(Data items)
+---+
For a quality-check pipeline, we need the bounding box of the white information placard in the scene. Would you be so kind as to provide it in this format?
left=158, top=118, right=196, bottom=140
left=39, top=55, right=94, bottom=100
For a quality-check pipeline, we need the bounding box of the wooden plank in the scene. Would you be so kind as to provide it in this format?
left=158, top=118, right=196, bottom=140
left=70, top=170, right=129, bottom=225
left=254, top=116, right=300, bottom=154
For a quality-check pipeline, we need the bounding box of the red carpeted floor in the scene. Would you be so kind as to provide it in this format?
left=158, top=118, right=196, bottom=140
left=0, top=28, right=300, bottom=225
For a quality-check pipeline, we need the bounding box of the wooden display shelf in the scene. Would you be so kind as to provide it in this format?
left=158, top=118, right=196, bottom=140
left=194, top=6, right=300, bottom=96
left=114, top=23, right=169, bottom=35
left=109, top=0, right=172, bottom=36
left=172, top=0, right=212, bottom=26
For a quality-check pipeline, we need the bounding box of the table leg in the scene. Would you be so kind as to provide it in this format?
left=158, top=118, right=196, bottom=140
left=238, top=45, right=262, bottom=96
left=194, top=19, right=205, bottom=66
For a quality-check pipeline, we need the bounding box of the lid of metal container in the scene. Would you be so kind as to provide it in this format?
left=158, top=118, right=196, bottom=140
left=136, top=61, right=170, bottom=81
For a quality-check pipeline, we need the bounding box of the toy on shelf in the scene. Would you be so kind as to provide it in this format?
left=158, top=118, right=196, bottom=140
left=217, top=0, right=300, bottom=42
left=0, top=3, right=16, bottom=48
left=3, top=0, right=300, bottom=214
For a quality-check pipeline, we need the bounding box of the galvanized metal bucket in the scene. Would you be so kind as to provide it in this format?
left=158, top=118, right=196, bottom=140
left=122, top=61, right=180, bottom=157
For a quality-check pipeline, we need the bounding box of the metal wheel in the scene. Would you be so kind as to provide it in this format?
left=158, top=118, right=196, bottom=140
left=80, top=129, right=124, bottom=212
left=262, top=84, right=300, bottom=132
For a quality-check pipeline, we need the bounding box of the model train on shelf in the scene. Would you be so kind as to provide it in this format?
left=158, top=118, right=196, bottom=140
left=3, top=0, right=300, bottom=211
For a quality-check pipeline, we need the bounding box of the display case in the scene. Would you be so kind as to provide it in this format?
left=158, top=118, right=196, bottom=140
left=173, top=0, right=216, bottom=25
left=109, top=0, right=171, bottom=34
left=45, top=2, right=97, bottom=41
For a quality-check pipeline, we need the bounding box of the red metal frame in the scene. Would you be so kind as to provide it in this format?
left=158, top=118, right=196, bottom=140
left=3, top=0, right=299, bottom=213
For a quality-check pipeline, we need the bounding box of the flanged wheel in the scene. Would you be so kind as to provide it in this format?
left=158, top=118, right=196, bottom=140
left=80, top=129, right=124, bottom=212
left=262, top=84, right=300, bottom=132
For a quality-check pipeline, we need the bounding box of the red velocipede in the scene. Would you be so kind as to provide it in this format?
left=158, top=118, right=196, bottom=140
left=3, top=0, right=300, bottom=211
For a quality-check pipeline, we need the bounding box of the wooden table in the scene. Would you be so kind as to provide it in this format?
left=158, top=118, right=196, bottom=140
+---+
Request
Edit the lines from the one containing "of the flanged" through the last line, changing "red velocipede" to "red tricycle". Give those lines again with everything else the same.

Exercise output
For a quality-check pipeline, we need the bounding box of the flanged wheel in the scene. Would you be so kind as to provide it in this format?
left=158, top=118, right=196, bottom=140
left=80, top=129, right=124, bottom=212
left=262, top=84, right=300, bottom=132
For a quality-check pipeline, we need the bounding box of the red tricycle in the scene. Would you be so kind as to provide it in this format?
left=158, top=118, right=196, bottom=140
left=3, top=0, right=300, bottom=211
For a quality-check pipeline, we need the bounding box of the wooden table in the scene. Would you be so kind as to provide it in this format?
left=158, top=118, right=196, bottom=140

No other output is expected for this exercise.